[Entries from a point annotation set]
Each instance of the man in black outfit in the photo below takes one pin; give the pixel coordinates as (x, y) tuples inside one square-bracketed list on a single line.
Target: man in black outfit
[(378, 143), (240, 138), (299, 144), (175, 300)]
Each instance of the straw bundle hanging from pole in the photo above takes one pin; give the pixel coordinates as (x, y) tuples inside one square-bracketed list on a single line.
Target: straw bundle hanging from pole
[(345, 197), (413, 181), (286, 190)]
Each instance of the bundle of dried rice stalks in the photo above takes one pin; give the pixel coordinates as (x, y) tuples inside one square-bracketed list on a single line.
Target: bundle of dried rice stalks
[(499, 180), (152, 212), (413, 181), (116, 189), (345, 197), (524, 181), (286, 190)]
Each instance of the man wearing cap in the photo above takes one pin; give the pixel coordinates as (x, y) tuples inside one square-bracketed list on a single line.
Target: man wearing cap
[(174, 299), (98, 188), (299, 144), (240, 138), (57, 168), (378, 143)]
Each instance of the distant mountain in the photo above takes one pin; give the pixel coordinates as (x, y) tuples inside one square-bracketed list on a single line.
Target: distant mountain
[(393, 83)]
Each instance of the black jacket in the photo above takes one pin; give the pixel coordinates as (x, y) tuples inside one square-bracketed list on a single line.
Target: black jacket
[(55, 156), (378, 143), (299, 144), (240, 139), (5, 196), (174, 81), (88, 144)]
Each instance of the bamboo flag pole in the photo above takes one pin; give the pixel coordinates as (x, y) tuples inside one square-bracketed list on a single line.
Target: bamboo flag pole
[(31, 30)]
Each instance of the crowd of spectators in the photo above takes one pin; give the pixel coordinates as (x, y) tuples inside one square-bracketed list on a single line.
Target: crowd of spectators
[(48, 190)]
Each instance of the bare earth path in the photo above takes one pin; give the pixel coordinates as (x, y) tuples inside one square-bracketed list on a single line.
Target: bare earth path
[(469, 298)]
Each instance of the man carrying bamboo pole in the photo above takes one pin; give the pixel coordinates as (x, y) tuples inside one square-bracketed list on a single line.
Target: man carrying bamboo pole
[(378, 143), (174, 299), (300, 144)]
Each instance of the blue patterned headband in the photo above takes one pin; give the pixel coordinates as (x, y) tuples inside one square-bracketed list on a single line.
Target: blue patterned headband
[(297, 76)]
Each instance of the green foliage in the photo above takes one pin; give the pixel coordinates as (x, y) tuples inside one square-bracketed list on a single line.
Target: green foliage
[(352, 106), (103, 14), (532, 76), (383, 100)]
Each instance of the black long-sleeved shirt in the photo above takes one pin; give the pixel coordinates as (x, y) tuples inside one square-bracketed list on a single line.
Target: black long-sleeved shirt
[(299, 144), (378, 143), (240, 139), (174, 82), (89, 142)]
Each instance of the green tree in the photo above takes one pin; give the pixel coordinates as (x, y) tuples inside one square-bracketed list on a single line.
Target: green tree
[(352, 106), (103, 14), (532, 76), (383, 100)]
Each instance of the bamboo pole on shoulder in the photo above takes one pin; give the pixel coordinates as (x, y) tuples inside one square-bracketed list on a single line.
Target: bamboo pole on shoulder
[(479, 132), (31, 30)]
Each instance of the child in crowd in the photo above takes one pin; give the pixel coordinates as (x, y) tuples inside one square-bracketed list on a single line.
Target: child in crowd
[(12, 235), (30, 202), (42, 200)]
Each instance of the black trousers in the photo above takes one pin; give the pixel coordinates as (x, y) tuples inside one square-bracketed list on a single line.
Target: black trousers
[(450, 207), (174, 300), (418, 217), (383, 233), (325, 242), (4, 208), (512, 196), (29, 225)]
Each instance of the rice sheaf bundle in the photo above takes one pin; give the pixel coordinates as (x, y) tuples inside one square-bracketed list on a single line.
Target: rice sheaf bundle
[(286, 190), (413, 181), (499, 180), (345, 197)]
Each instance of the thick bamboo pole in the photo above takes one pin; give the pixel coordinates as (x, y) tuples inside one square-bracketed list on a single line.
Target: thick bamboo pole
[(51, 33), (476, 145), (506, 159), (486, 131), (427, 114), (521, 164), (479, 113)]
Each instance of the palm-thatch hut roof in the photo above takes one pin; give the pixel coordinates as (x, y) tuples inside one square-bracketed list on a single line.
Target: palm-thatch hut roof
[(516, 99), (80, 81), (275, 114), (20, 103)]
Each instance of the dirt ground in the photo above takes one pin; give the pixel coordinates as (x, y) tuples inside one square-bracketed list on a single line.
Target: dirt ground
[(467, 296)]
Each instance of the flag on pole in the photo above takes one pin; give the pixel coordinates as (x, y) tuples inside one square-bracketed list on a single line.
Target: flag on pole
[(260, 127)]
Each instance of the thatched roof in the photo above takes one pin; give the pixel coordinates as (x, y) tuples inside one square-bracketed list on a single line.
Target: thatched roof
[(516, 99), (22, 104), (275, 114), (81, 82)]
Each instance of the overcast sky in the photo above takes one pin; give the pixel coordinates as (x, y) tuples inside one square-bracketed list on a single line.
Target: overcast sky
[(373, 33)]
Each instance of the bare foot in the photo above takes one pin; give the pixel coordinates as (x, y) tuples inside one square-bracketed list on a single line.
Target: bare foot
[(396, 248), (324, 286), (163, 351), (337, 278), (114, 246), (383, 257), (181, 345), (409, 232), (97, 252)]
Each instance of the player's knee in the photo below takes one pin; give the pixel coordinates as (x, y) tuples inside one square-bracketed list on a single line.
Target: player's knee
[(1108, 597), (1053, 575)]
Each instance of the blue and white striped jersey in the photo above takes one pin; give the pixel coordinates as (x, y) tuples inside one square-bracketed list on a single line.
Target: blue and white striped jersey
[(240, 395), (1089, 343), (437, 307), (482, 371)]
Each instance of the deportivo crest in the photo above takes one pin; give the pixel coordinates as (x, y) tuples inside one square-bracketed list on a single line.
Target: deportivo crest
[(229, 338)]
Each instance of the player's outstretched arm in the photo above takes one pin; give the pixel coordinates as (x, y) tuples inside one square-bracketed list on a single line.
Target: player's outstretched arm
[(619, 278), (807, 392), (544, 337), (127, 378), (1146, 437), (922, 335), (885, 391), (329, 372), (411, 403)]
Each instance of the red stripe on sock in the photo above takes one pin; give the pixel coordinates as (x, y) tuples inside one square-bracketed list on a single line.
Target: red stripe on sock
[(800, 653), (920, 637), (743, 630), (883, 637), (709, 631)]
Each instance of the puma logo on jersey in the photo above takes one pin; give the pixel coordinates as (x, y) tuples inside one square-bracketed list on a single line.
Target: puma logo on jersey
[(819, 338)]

=== Directions for this task ===
Rewrite the lines from the line with "Each instance of the straw" up to and including the line with "(524, 181), (286, 190)]". Shift every coordinate in the answers by adding 9 to each x and y value, and keep everything else in those lines unchanged.

=== Correct result ===
Each instance of the straw bundle hanging from pole in the photo above takes one pin; give the pixel coordinates as (x, y) tuples inside one square-bracketed list on a single line.
Target: straw bundle hanging from pole
[(354, 206), (422, 190), (295, 199)]
Each instance of the bundle of dried rice stalks in the photo above takes one pin; give the pixel coordinates as (x, y) tuples inside one square-bracketed list on a single line.
Target: bundle of dried rice stalks
[(508, 189), (161, 221), (422, 190), (125, 198), (354, 206), (533, 190), (295, 199)]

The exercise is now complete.